▶ [DATA LISTING]:

==================================================

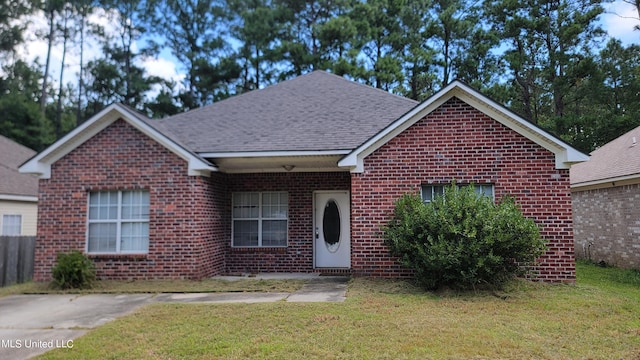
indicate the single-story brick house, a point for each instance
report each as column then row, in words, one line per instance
column 297, row 177
column 606, row 194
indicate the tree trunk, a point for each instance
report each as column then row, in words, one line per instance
column 50, row 36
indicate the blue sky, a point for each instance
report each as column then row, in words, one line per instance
column 619, row 21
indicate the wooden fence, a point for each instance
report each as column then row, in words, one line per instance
column 16, row 259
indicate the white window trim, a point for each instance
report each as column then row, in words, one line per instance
column 260, row 219
column 4, row 220
column 118, row 221
column 444, row 186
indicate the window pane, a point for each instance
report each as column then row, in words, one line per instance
column 275, row 205
column 274, row 233
column 103, row 205
column 11, row 225
column 245, row 233
column 135, row 205
column 135, row 237
column 246, row 205
column 102, row 237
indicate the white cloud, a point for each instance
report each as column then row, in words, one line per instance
column 163, row 68
column 620, row 20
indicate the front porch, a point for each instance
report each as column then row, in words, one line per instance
column 296, row 254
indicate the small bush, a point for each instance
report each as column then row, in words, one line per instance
column 73, row 270
column 462, row 239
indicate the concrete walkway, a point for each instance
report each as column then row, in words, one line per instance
column 33, row 324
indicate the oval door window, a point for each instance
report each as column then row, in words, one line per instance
column 331, row 226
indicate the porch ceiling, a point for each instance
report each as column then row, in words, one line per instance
column 245, row 163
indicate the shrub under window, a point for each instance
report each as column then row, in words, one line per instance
column 461, row 239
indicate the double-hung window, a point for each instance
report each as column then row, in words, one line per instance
column 430, row 192
column 11, row 225
column 260, row 219
column 118, row 222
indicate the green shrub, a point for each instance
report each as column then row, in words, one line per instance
column 462, row 239
column 73, row 270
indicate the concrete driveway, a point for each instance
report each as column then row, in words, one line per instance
column 33, row 324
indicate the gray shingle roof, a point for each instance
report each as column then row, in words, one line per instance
column 12, row 155
column 617, row 158
column 316, row 111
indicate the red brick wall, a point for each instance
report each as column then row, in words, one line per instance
column 458, row 142
column 185, row 235
column 298, row 255
column 607, row 225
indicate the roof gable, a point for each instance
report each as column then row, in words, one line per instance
column 15, row 186
column 564, row 153
column 616, row 161
column 315, row 112
column 41, row 163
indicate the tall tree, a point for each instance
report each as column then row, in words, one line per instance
column 417, row 55
column 65, row 30
column 194, row 32
column 543, row 39
column 83, row 9
column 21, row 118
column 300, row 40
column 381, row 37
column 51, row 8
column 129, row 16
column 11, row 31
column 256, row 25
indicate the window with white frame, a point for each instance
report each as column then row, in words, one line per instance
column 118, row 222
column 12, row 225
column 260, row 219
column 430, row 192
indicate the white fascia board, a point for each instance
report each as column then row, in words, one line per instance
column 25, row 198
column 565, row 154
column 259, row 154
column 41, row 163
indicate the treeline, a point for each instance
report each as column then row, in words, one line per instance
column 547, row 60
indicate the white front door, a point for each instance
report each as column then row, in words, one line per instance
column 332, row 230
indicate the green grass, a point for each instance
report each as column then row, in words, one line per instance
column 599, row 318
column 157, row 286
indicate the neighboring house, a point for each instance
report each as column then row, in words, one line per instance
column 606, row 198
column 18, row 192
column 296, row 177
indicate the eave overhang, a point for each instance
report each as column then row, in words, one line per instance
column 277, row 161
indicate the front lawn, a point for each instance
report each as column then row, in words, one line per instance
column 158, row 286
column 599, row 318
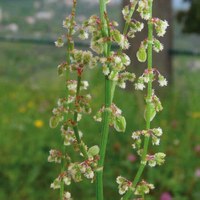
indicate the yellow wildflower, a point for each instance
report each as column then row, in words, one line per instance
column 38, row 123
column 30, row 104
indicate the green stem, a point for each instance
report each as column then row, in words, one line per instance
column 75, row 128
column 109, row 95
column 106, row 114
column 148, row 118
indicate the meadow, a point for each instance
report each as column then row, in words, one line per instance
column 29, row 89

==================================================

▶ [WORK TO DO]:
Print every one of the entries above again verbatim, omitting the pictures.

▶ [TASK RESPONSE]:
indicate the single-story brick house, a point for each instance
report each as column then row, in words, one line per instance
column 297, row 177
column 606, row 194
indicate the tree trunk, a point for each instance
report each as column then row, in words, one line per instance
column 50, row 36
indicate the blue sky, a point for each instance
report each as column then row, in words, one line per instance
column 619, row 21
indicate the wooden fence, a point for each instance
report each as column then row, in words, one line per instance
column 16, row 259
indicate the white window trim, a point for each instance
report each as column then row, in words, one line per instance
column 260, row 219
column 4, row 220
column 118, row 221
column 444, row 186
indicate the window pane, a point for each instance
report each as column then row, in words, one line per instance
column 275, row 205
column 274, row 233
column 103, row 205
column 11, row 225
column 245, row 233
column 135, row 205
column 135, row 237
column 246, row 205
column 102, row 237
indicate the white cloud, a point for each instance
report each as column then row, in words, one line per instance
column 163, row 68
column 620, row 20
indicate the front porch, a point for each instance
report each as column then row, in words, one line per instance
column 296, row 254
indicate the small bush, a point for each instance
report each as column then row, in words, one line per instance
column 73, row 270
column 462, row 239
indicate the concrete walkway, a point for each instance
report each as column then row, in words, one line per instance
column 33, row 324
indicate the oval door window, a point for each instance
report each as column then row, in words, one line per instance
column 331, row 226
indicate the porch ceiling, a point for each instance
report each as column then row, in words, one line per instance
column 245, row 163
indicate the shrub under window, a point for each instance
report each as column then row, in words, one line per instance
column 461, row 239
indicate the double-hung window, a point for each instance
report each as column then row, in words, one line per instance
column 430, row 192
column 11, row 225
column 260, row 219
column 118, row 222
indicate the green shrub, a point for each instance
report each as column then row, in words, one line per instance
column 462, row 239
column 73, row 270
indicate the concrete driveway, a point for each instance
report each as column then row, in words, one line per instance
column 33, row 324
indicate the gray shingle roof, a point for each instance
report each as column then row, in words, one line per instance
column 12, row 155
column 617, row 158
column 316, row 111
indicate the red brick wall, a point for each instance
report each as column then row, in words, one line per instance
column 458, row 142
column 185, row 235
column 298, row 255
column 607, row 225
indicate the roof gable, a point for each instance
report each as column then row, in words, one line per instance
column 15, row 186
column 564, row 153
column 616, row 161
column 315, row 112
column 41, row 163
indicate the tall tree, a point for each instance
report each as column then row, in words, one line per instance
column 417, row 55
column 65, row 30
column 194, row 32
column 543, row 39
column 83, row 9
column 21, row 118
column 300, row 40
column 381, row 37
column 51, row 8
column 129, row 16
column 11, row 31
column 256, row 25
indicate the window with white frame, a point for each instance
report each as column then row, in words, one line per instance
column 118, row 222
column 12, row 225
column 260, row 219
column 430, row 192
indicate the white fascia board, a point for each instance
report each as column then row, in words, one line per instance
column 25, row 198
column 565, row 154
column 259, row 154
column 41, row 163
indicate the treeline, a point for each instance
report each as column then row, in words, one line per instance
column 547, row 60
indicate the white front door, a point for each instance
report each as column then row, in words, one line per instance
column 332, row 230
indicate the green grass, a point for each instance
report each as column then row, in words, one line per instance
column 599, row 318
column 157, row 286
indicate the neighboring house, a point for each instance
report each as column then row, in words, one line per instance
column 606, row 198
column 18, row 192
column 296, row 177
indicate the eave overhang, a point for each instance
report each as column then row, in words, one line per instance
column 277, row 161
indicate the front lawn, a point for each instance
report each as column then row, in words, one line per instance
column 158, row 286
column 599, row 318
indicate the yellow wildflower, a point for each instance
report each as column then row, in words, one line per instance
column 38, row 123
column 30, row 104
indicate the green stem, a point for each instance
report each as column then row, in words, one line per instance
column 75, row 128
column 109, row 95
column 106, row 114
column 148, row 118
indicate the meadow, a point for each instance
report each as column then row, in words, one line per instance
column 29, row 89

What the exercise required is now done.